STUDY MATERIAL Start Marker

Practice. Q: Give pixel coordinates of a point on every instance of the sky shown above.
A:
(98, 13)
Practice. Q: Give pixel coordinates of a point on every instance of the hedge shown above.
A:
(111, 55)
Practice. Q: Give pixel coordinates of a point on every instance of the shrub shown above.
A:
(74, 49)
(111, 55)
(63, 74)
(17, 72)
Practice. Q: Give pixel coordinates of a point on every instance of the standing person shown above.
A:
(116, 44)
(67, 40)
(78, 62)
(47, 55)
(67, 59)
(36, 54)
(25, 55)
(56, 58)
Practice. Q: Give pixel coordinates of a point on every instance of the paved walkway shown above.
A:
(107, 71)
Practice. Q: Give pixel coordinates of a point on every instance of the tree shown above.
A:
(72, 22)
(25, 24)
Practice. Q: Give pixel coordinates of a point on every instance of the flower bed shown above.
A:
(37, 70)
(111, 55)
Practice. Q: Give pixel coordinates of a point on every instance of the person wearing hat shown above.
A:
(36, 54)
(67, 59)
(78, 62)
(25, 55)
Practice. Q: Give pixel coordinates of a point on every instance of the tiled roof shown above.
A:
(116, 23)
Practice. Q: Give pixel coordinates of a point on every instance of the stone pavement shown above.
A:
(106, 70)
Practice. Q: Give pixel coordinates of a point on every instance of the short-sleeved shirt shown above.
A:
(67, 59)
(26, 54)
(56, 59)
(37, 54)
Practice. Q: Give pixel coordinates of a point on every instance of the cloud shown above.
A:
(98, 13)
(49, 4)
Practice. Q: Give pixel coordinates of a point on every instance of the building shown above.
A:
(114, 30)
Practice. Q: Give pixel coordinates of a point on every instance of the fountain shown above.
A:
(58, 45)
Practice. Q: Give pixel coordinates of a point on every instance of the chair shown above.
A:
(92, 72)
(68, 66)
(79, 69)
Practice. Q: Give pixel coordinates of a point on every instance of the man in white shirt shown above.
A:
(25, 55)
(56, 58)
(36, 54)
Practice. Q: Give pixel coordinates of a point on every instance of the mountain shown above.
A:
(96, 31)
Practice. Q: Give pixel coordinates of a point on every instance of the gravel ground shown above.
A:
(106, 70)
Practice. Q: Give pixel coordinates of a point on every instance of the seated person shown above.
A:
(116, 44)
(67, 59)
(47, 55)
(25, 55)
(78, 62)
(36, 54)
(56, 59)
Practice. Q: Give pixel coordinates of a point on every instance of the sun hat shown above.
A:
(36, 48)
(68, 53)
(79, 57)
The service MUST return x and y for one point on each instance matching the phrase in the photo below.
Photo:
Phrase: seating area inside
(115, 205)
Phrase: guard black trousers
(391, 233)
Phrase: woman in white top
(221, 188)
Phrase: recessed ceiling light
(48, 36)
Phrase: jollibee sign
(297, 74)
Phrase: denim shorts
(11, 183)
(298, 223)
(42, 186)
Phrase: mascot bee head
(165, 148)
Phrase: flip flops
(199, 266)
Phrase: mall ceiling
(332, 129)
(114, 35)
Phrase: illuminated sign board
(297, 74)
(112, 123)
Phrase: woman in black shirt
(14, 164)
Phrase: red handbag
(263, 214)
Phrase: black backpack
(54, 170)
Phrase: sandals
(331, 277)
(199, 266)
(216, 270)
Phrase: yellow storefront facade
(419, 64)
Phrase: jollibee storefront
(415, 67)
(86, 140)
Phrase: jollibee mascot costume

STUDY MATERIAL End Marker

**WHAT YOU SHOULD DO:** Output the entries exactly. Leave nothing out.

**RESPONSE TO THIS TASK:**
Practice. Q: Give pixel coordinates of a point on every instance of the sky shown above.
A:
(98, 13)
Practice. Q: Give pixel coordinates of a point on every instance of the hedge shown above.
A:
(111, 55)
Practice. Q: Give pixel coordinates of a point on every instance of the shrub shown above.
A:
(74, 49)
(111, 55)
(63, 74)
(17, 72)
Practice. Q: Give pixel coordinates of a point on every instance of the standing person shown above.
A:
(116, 44)
(67, 40)
(78, 62)
(47, 55)
(67, 59)
(36, 54)
(25, 55)
(56, 58)
Practice. Q: Give pixel coordinates of a point on every instance of the paved walkway shown above.
A:
(107, 71)
Practice. Q: Give pixel coordinates of a point on every instance of the tree shown above.
A:
(72, 22)
(25, 24)
Practice. Q: Give pixel coordinates of a point on every instance of the flower bed shown above.
A:
(37, 70)
(111, 55)
Practice. Q: Give pixel coordinates of a point on every instance of the person wearing hat shown above.
A:
(36, 54)
(67, 59)
(78, 62)
(25, 55)
Practice. Q: Give pixel coordinates of a point on every instance of the tiled roof shown above.
A:
(116, 23)
Practice. Q: Give pixel coordinates of a point on every instance of the stone pavement shown above.
A:
(106, 70)
Practice. Q: Give pixel coordinates of a point on every instance of the short-sleeved shirt shown above.
A:
(67, 59)
(26, 54)
(56, 59)
(37, 54)
Practice. Q: Give pixel coordinates of a point on every instance of the cloud shown above.
A:
(98, 13)
(49, 4)
Practice. Q: Give pixel coordinates of a point on every instance of the building shown above.
A:
(114, 30)
Practice. Q: Give pixel coordinates of a point on every instance of the fountain shown above.
A:
(58, 45)
Practice. Q: Give pixel coordinates of a point on every instance of the chair shown above.
A:
(92, 72)
(68, 66)
(79, 69)
Practice. Q: Give pixel coordinates of a point on every instance of the man in white shirt shown above.
A:
(25, 55)
(56, 58)
(36, 54)
Practice. Q: Give pixel coordinates of a point on every instance of the mountain shown above.
A:
(96, 31)
Practice. Q: Give pixel coordinates of a point on every instance of the gravel ground shown above.
A:
(106, 70)
Practice. Q: Give pixel coordinates of a point on every instance of the seated person shown above.
A:
(116, 44)
(67, 59)
(47, 55)
(25, 55)
(78, 62)
(36, 54)
(56, 59)
Practice. Q: Give pixel coordinates of a point on every instance of the sun hat shown above.
A:
(36, 48)
(68, 53)
(79, 57)
The service MUST return x and y for one point on each instance matching the phrase in the photo below.
Photo:
Phrase: seating area inside
(115, 205)
Phrase: guard black trousers
(391, 233)
Phrase: woman in white top
(221, 188)
Phrase: recessed ceiling light
(48, 36)
Phrase: jollibee sign
(297, 74)
Phrase: denim shorts
(11, 183)
(298, 223)
(42, 186)
Phrase: mascot bee head
(165, 148)
Phrase: flip flops
(199, 266)
Phrase: mall ceiling
(332, 129)
(114, 35)
Phrase: illuminated sign board
(297, 74)
(112, 123)
Phrase: woman in black shirt
(14, 164)
Phrase: red handbag
(263, 214)
Phrase: black backpack
(54, 170)
Phrase: sandals
(331, 277)
(199, 266)
(216, 270)
Phrase: yellow storefront facade
(419, 64)
Phrase: jollibee storefront
(415, 67)
(86, 140)
Phrase: jollibee mascot costume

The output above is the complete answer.